» TASK:
Without skipping anything, write out each record below exactly.

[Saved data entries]
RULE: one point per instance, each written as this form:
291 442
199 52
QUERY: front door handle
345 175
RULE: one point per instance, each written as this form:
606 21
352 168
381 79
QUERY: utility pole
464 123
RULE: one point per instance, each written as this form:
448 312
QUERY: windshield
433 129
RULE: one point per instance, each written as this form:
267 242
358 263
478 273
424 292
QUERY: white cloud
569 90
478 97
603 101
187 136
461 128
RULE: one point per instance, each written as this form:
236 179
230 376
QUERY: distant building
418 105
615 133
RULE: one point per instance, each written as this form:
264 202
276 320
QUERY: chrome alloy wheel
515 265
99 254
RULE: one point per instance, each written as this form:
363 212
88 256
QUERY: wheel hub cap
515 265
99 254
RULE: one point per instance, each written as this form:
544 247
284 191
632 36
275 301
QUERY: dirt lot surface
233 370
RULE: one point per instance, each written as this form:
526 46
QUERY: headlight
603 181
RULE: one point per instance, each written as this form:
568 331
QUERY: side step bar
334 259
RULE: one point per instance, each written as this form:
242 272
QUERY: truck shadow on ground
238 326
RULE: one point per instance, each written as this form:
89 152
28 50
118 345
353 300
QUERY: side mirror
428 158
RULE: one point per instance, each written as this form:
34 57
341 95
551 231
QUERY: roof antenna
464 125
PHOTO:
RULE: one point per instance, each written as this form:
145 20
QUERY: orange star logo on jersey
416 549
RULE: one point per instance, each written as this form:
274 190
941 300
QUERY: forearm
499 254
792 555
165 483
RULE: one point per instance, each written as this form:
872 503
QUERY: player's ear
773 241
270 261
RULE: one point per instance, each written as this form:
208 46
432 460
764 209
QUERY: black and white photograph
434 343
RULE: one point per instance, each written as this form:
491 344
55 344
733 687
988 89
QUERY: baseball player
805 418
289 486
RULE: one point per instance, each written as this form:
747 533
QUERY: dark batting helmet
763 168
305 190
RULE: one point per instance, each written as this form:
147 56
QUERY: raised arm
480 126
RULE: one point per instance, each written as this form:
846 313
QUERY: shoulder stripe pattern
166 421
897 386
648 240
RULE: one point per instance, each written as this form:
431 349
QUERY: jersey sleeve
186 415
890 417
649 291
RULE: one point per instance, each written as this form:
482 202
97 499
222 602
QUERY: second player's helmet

» WORKED SOLUTION:
RULE: one point per instance, each written as this form:
291 442
199 52
QUERY: front door handle
345 175
RULE: one point per instance, each written as this form:
606 21
352 168
381 79
QUERY: utility pole
464 123
RULE: one point per instance, each written as this form:
448 312
QUERY: windshield
433 129
RULE: one point per instance, each written as this form:
267 242
358 263
478 273
424 292
QUERY: white cloud
569 90
478 97
603 101
187 136
461 128
RULE: one point per instance, each written as this form:
236 179
230 376
QUERY: distant building
418 105
615 133
RULE: one point per instance, each written as this form:
264 202
276 320
QUERY: chrome alloy wheel
515 265
99 254
RULE: one point per instance, each written as this form:
363 212
88 256
QUERY: wheel hub cap
515 265
99 254
RULE: one point per instance, each written as this form:
544 247
284 191
632 36
275 301
QUERY: dirt lot surface
233 370
RULE: one point per instance, each written as this form:
526 46
QUERY: headlight
603 181
RULE: one point per instance, each written as this form:
568 331
QUERY: side step bar
334 259
RULE: one point per instance, each written as this form:
242 272
QUERY: truck shadow on ground
238 326
RULE: one point per instance, each written as this form:
89 152
28 50
118 345
353 300
QUERY: side mirror
428 158
RULE: one point per instance, each written as this form:
34 57
341 95
551 231
QUERY: roof antenna
464 125
PHOTO:
RULE: one point per instance, each written as this form:
145 20
QUERY: orange star logo on jersey
416 549
RULE: one point per instance, each written as this form:
274 190
941 300
QUERY: forearm
499 254
792 555
165 483
RULE: one point per instance, each written as this form:
872 503
QUERY: player's ear
773 241
270 261
RULE: one point per instance, each written as this form:
208 46
432 460
764 209
QUERY: black and white photograph
434 343
RULE: one point per instance, each written as this form:
491 344
55 344
733 687
988 89
QUERY: baseball player
805 418
289 486
RULE: one point per instance, each written as this form:
747 533
QUERY: dark batting helmet
763 168
305 190
RULE: one point per instance, each written as this form:
147 56
QUERY: raised arm
480 126
RULE: one point per instance, each written as this form:
846 313
QUERY: shoulder stripe pattern
166 421
897 386
648 240
RULE: one point per instance, each written as this form:
431 349
QUERY: jersey sleeve
186 415
890 417
649 291
RULE: one point per instance, each written as this form:
482 202
97 499
222 602
QUERY: second player's helmet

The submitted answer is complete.